TEXT SECTION
********************
The head of Creative Scotland has apologised to Parliament for screwing up this year’s handouts.

‘We can’t let this happen again,’ she said.

So she gets to keep her job.

Read on here.

Comments

  • Elizabeth Owen says:

    We can’t let this happen suggests that someone else was responsible. Why doesn’t she have the guts to admit she got it badly wrong and resign? She is obviously out of her depth.

    • Alan says:

      Yes. If there had not been such an outcry the cuts would have stood. I think she should have gone. Confidence in her and Creative Scotland critically low.

    • David R Osborne says:

      “Why doesn’t she have the guts to admit she got it badly wrong and resign?”

      Because I can pretty much guarantee that as head of the funding body, she does not participate in the so-called ‘peer review’ process by which funds are allocated. That’s how arts funding usually works. I’m not privy to how they do it in Scotland, but I can speculate on what has happened here. It’s likely that one or more new members of the assessment board or committee were brought in in the hope they might shake things up a bit, and they may have delivered a little more than what was bargained for.

      So once again, change has failed to materialise and it’s back to business as usual, coupled with the ominous warning: ‘don’t try this again’. I’m absolutely in no position to comment on the merit or otherwise of the original decisions individually, but unless we have a system whereby it is actually possible for the old and established to lose their funding in favour of the new, then we have no business calling our body ‘Creative’ anything.

      The whole essentially European system for allocating public funds for the arts is so fundamentally flawed that any attempt at incremental reform is likely to end in this sort of disaster. You may as well be dealing with the NRA. At it’s heart is the idea of ‘peer assessment’ and the entrenched self interest and nepotism this particularly blatant conflict of interest engenders.

      • Will says:

        hear hear to the above! Funders are in am impossible situation – stagnant budgets, tasked with diversifying, finding new audiences, being relevant, but then being castigated as soon as they make any change that affect established organisations.

        • Laura says:

          Yep, damned if they do and damned if they don’t. There clearly wasn’t enough cash to go round.

        • Adrienne says:

          “relevant” – a pretentious term used to describe whatever the user happens to approve of, or to dismiss something which was not created last week. In reality, people are attracted to what they like, from whatever age; they do not think in terms of “relevance”.

      • steven holloway says:

        Hmmm. A bit of a disjunct here. It boils down to saying that she didn’t know what was happening, yet she earns the ‘big bucks’, and when the benefit packages of such as she are questioned, as with the corporate CEOs, we’re always told that the salary-plus is justified by the market price of people who have a wondrous grasp of all aspects of the business in question. If she’s not involved in the allocation of funds, what the hell does she do??

        • David R Osborne says:

          Sorry, once again you and others are missing the point. I know it’s weird and I don’t agree with it but this is how arts funding works. Assessment of factors such as artistic merit must be made by a panel of peers i.e. other artists.

          Management is required to operate at arms length. Their job is to provide information and resources to these panels and also to administer the grants.

          • steven holloway says:

            Then there is no point whatever in her saying, “We can’t let this happen again,” is there, David? Mind you, I do assume that the ‘we’ in that includes her, but so often with these people that pronoun is used only as part of an overall strategy for the scattering around of blame. She may indeed have been totally ignorant of what was developing, but that does rather make me start wondering again why such as she get the big bucks. She must lead a very sheltered work life if the buck never stops with her.
********************
EXTRACTED RECORDS
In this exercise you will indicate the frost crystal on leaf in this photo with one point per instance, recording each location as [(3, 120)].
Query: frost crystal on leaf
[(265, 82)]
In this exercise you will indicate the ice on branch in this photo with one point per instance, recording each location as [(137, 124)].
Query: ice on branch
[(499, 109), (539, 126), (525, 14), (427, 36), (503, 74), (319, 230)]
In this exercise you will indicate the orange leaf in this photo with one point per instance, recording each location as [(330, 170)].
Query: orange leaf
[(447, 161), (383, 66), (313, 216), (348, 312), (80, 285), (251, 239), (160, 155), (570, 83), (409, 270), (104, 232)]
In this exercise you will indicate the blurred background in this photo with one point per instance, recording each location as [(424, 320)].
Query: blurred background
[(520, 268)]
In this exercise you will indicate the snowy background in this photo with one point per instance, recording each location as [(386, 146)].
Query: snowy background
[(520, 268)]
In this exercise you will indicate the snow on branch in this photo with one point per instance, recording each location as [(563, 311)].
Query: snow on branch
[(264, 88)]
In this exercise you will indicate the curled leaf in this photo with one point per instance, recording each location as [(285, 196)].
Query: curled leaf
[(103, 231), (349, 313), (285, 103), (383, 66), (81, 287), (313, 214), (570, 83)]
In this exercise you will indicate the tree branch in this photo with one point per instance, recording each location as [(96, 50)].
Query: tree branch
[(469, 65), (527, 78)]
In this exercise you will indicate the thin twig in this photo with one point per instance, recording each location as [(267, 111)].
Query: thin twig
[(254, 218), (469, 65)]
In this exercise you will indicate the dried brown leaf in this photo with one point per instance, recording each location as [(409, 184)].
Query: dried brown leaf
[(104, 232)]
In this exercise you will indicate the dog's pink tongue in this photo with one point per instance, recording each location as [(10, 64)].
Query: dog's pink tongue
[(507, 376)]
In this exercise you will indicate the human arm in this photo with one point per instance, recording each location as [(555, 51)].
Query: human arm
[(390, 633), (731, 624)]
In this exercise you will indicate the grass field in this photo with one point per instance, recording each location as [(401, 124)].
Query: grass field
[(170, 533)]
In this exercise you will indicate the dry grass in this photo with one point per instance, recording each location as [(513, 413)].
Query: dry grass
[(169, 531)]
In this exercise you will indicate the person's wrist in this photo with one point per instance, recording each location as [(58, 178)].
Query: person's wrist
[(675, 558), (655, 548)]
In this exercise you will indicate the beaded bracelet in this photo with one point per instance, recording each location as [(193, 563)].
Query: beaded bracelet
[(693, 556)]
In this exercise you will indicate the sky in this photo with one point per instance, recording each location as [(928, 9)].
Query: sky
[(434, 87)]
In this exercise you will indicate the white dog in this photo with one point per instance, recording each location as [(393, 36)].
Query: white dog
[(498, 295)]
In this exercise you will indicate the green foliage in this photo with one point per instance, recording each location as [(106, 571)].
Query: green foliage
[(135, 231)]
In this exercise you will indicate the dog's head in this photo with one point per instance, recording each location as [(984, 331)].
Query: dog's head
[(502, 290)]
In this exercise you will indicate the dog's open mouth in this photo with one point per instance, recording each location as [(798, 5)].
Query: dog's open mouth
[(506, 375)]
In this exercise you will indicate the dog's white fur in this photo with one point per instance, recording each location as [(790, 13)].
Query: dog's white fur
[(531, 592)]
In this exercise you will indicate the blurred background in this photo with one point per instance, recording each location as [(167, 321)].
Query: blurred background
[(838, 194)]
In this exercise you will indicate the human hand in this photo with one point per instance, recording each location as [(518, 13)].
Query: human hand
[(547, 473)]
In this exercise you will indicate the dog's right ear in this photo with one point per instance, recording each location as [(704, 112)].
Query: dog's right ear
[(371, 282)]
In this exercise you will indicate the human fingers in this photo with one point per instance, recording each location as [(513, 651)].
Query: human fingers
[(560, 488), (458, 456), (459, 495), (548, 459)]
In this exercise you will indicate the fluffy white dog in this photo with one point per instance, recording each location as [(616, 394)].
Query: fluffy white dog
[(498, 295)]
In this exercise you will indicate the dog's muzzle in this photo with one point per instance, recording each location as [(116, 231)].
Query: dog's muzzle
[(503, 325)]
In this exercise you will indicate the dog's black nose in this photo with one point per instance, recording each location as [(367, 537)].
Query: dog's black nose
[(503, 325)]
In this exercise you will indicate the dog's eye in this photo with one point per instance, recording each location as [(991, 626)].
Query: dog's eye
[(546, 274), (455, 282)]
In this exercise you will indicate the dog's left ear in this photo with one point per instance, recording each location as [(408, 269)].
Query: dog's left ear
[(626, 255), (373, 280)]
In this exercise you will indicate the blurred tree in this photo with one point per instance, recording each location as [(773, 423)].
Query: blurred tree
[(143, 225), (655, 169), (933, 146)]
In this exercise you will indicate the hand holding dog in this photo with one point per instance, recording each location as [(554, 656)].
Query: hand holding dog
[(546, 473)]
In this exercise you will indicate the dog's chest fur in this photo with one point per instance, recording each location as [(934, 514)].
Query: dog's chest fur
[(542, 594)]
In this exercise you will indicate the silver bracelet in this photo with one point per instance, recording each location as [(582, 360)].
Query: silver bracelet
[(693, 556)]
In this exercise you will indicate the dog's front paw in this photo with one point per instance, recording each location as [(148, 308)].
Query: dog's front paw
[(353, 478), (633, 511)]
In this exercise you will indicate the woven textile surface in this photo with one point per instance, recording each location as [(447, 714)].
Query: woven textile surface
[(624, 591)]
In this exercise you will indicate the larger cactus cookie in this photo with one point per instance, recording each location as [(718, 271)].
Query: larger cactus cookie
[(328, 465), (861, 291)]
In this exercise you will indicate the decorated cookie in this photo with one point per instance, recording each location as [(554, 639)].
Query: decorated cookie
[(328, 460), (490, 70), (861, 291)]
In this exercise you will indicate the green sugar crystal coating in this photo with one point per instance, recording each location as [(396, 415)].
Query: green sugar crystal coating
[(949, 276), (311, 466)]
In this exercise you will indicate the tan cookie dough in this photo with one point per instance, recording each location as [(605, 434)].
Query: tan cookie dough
********************
JOB 1
List every distinct commenter name in the Creative Scotland post, each one once.
JOB 2
Echo a passage of the Creative Scotland post word for word: begin at the words "Hmmm. A bit" and stop after "i.e. other artists.".
JOB 3
Write what follows in the Creative Scotland post, picking up after its last sentence.
The items are drawn from a different source than the Creative Scotland post.

REPLY 1
Elizabeth Owen
Alan
David R Osborne
Will
Laura
Adrienne
steven holloway

REPLY 2
Hmmm. A bit of a disjunct here. It boils down to saying that she didn’t know what was happening, yet she earns the ‘big bucks’, and when the benefit packages of such as she are questioned, as with the corporate CEOs, we’re always told that the salary-plus is justified by the market price of people who have a wondrous grasp of all aspects of the business in question. If she’s not involved in the allocation of funds, what the hell does she do??

        • David R Osborne says:

          Sorry, once again you and others are missing the point. I know it’s weird and I don’t agree with it but this is how arts funding works. Assessment of factors such as artistic merit must be made by a panel of peers i.e. other artists.

REPLY 3
      • Saxon Broken says:

        My interpretation is slightly different about this. I suspect this has happened since the “process” has become more important than the “outcome”. Many bureaucratic structures work like this. The paperwork itself is the outcome that gets assessed rather than using the paperwork to review the outcome (e.g. how good the are Artistic organisations being funded).

  • Nick2 says:

    Steven Holloway is spot on. If the head of a funding body does not take the trouble to have her deputies explain in great detail why they wish to make ,major changes, what the alternatives are and what the consequences will be, she does not deserve to keep her job. Worse, to announce one set of decisions one day and then overturn them the next, she should absolutely resign. Not to do so is the coward’s way out!

    • David R Osborne says:

      Frustrating. Part of the reason we have this awful system is because so many seem to not understand how it works. Please see above.

  • Sharon says:

    To followup with what Will says, in the United States in the nineteen seventies and eighties says there was a lot of hype in the United States about “zero based budgeting” where funders and allocators were supposed to pretend that all programs were new with no previous budget and be innovative by pretending that past programs or institutions did not exist and they were supposed to allocate monies “starting from scratch”. Of course, it did not work and one hears nothing about this today.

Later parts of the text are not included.